I solved the problem of getting the right amount of air to my burner by fitting it with a sealed CPU cooling fan and then altering the voltage until I had the correct air/gas mix. 

I have seen DIY burner made with the jets from model air brushes used to great effect 

http://www.cabbagepatchrailway.co.uk/mls/g3/gases.pdf 

regards 

ralph


----------



## Amber (Jul 29, 2011)

Well, my first idea for the propane burner didn't work. I melted a hole in the brass fitting while trying to get the silver braising rod to flow and stick to it. OOPS! Oh well, a learning experience. I need to buy another fitting and try it again. I think I'll try "pre tinning" the parts with the silver rod, so that when I try to solder them together I won't have to worry about getting the rod to stick to the brass parts. Of course, it might be easier to just do it with copper parts, the silver rod seems to flow better on copper.


----------



## Semper Vaporo (Jan 2, 2008)

* **Material**:
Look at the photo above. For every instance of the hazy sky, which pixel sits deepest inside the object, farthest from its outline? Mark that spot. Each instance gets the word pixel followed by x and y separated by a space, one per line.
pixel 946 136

* **Set problem**: List every metal that the burner forum thread names. None of the work here requires the lines.

* **Solved problem**: Brass, silver, copper